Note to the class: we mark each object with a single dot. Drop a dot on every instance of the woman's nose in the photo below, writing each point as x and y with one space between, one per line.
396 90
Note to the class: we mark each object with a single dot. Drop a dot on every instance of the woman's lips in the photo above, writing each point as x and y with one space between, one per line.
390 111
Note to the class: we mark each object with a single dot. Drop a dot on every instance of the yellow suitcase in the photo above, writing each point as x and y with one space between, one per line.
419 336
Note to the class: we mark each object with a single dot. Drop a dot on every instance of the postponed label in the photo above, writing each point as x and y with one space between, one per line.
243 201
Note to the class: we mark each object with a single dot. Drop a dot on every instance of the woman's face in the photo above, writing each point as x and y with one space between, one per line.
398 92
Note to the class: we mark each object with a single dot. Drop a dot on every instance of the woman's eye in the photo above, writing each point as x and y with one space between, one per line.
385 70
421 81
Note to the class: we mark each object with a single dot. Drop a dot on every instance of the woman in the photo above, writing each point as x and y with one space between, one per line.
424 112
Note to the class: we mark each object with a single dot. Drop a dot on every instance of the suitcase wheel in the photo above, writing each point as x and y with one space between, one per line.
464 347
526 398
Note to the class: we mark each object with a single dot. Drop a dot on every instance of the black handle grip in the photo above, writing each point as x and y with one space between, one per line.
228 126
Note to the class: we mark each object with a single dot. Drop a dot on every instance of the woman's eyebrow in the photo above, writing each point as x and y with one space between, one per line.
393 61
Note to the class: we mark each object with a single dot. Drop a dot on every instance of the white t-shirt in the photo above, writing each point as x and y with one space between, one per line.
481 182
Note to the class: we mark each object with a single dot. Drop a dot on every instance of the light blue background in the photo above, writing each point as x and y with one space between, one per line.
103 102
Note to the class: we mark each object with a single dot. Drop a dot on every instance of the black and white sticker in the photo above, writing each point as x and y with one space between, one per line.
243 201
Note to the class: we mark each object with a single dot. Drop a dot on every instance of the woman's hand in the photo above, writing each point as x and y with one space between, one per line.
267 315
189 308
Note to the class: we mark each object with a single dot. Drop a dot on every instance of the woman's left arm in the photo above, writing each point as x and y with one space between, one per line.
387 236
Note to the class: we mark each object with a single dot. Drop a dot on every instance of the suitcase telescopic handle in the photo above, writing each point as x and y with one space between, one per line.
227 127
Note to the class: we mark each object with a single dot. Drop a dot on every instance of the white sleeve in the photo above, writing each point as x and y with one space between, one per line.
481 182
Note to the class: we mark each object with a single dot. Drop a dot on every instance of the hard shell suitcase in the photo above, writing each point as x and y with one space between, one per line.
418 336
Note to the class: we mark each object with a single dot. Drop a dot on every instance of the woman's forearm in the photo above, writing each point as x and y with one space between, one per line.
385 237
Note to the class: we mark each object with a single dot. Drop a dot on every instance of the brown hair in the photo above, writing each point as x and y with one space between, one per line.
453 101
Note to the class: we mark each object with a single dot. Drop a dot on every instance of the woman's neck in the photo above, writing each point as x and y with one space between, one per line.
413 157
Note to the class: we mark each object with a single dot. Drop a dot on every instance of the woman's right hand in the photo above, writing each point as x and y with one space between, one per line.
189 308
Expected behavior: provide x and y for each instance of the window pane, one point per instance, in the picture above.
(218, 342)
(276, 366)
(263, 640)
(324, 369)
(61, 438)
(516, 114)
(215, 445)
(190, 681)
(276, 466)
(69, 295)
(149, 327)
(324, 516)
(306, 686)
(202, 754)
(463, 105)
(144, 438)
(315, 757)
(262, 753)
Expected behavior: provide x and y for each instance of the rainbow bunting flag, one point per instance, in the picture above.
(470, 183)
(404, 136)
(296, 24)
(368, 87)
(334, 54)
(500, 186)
*****
## EXERCISE INSTRUCTIONS
With the line containing "of the hard" as the start and the last line of the entries as the end, print that whole span exactly.

## RESULT
Note to the class: we mark each object with a single dot. Drop a dot on every instance of the hard shell suitcase in the photo above, writing each point as x and y with one space between, one per line.
418 336
Note to the class: we mark each object with a single dot. Drop a dot on every instance of the woman's forearm in the photo above, writing each point as x and y with one space between, one per line.
385 237
Note to the class: we mark each object with a single dot. Drop a dot on every instance of the brown hair in the photo above, writing each point as x and y with one space between, one per line.
453 101
Note to the class: we mark each object with a single dot. Drop a dot on every instance of the woman's neck in the photo above, writing each point as x and y with one space between, one per line.
413 157
Note to the class: we mark each object with a single dot. Drop a dot on every instance of the woman's right hand in the photo above, writing each point as x and y with one space between, one per line.
189 308
Expected behavior: provide x and y for each instance of the window pane, one point per instance, in the picture above.
(218, 342)
(276, 366)
(263, 640)
(324, 369)
(61, 438)
(516, 114)
(215, 445)
(190, 681)
(276, 466)
(69, 295)
(149, 327)
(324, 516)
(306, 686)
(202, 754)
(463, 105)
(144, 438)
(315, 757)
(262, 753)
Expected behavior: provide x and y for each instance of the rainbow bunting flag, one point per instance, in the picture above.
(470, 183)
(404, 136)
(296, 24)
(368, 87)
(334, 54)
(500, 186)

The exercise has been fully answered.